** BEGIN Records for this task **
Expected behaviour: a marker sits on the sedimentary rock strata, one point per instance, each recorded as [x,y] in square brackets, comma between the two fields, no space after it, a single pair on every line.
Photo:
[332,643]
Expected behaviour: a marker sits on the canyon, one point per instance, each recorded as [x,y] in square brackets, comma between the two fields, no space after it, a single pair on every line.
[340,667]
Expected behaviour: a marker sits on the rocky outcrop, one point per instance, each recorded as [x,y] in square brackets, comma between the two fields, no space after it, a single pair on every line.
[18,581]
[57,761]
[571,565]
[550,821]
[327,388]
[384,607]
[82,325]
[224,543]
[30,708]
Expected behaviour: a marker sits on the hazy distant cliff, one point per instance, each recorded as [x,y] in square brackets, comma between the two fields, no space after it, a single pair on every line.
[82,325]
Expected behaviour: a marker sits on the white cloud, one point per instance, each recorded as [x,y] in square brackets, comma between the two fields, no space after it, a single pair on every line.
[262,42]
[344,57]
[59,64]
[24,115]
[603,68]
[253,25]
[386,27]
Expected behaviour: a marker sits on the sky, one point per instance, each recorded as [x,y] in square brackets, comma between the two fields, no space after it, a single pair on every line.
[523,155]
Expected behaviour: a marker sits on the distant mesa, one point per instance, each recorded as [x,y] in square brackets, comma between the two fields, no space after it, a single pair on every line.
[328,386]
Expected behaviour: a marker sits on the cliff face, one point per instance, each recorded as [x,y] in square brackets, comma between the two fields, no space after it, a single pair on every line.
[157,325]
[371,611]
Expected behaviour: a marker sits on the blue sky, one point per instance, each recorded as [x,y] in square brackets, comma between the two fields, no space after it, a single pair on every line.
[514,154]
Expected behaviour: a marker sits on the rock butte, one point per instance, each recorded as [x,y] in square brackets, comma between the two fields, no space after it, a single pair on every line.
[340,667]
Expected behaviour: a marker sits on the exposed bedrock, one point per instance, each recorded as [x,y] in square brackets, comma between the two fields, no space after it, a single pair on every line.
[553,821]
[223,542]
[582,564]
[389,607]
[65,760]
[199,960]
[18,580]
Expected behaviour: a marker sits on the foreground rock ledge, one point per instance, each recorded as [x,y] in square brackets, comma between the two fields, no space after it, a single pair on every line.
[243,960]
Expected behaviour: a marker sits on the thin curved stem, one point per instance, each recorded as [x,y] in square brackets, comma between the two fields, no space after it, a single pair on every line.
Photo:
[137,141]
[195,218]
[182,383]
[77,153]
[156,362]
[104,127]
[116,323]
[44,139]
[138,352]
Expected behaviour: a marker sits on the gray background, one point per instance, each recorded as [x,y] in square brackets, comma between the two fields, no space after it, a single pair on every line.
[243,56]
** END Records for this task **
Problem: Rewrite all the records, replacing "marker" with "dot" wherever it occurs and changing nothing else.

Task result:
Expected behaviour: a dot sits on the sedimentary rock strata, one point per instance, each recorded as [x,y] in square brackets, comma between the two fields, no space after it, a single pair on every line.
Photo:
[332,643]
Expected behaviour: a dot sits on the canyon, one point per instance, each recorded as [x,y] in square brackets, comma between the two fields, no space after it, a single pair on every line.
[340,667]
Expected behaviour: a dot sits on the rocky outcrop, one point per instance, each recorded as [x,y] in square brackets, comma between the two fields, no space after it, a single pair on every line.
[18,581]
[57,761]
[571,565]
[550,821]
[327,388]
[384,607]
[82,325]
[224,543]
[30,708]
Expected behaviour: a dot sits on the hazy distant cliff, one point per instance, each recorded as [x,y] in square brackets, comma between the two fields, no space after it, a single pair on every line.
[82,325]
Expected behaviour: a dot sits on the white cloud, one point per instance, each recorded as [x,y] in square brackets, comma between the two fields, no space after it, a single pair on every line.
[262,42]
[344,57]
[59,64]
[24,115]
[603,68]
[253,25]
[386,27]
Expected behaviour: a dot sits on the sky, one point per instance, each recorded as [x,y] in square brackets, comma between the two fields, no space after it, a single pair on every line.
[523,155]
Expected behaviour: a dot sits on the distant mesa, one point per instance, each recorded as [x,y] in square brackets, comma between the two fields, no space after it, a single pair on every line.
[328,386]
Expected behaviour: a dot sits on the cliff face, one point per instance, each recorded as [x,y] in square brackets, comma between the two fields, no space after it, a single pair on every line.
[157,325]
[371,611]
Expected behaviour: a dot sits on the blue sky, one point per instance, each recorded as [x,y] in square brackets, comma between the two fields, no space after it, a single pair on every line.
[514,154]
Expected behaviour: a dot sits on the rock butte, one point per instance, each recorded as [x,y] in square brackets, comma between the two fields, no space after it, a single pair on every line.
[340,667]
Expected behaviour: a dot sits on the exposed bedrock, one point per instance, each recorded as [x,y] in square brackets, comma between the two fields, no space after it, a single pair on every line.
[553,821]
[223,542]
[582,564]
[389,607]
[65,760]
[199,960]
[18,580]
Expected behaviour: a dot sits on the foreground rock ledge, one point per instance, each recorded as [x,y] in square brackets, comma between the two fields, no space after it, a single pair on every line.
[243,960]
Expected behaviour: a dot sits on the thin curved stem, one point per instance, each recorded as [x,y] in square brackets, comma between the two fields, no space after it, a single pair on every line.
Photo:
[137,141]
[195,218]
[182,383]
[77,153]
[156,362]
[104,127]
[116,323]
[44,139]
[138,352]
Expected behaviour: a dot sits on the gray background, one point per instance, each recorded as [x,y] in square brackets, comma between the two fields, no space after it, a single pair on every line.
[243,56]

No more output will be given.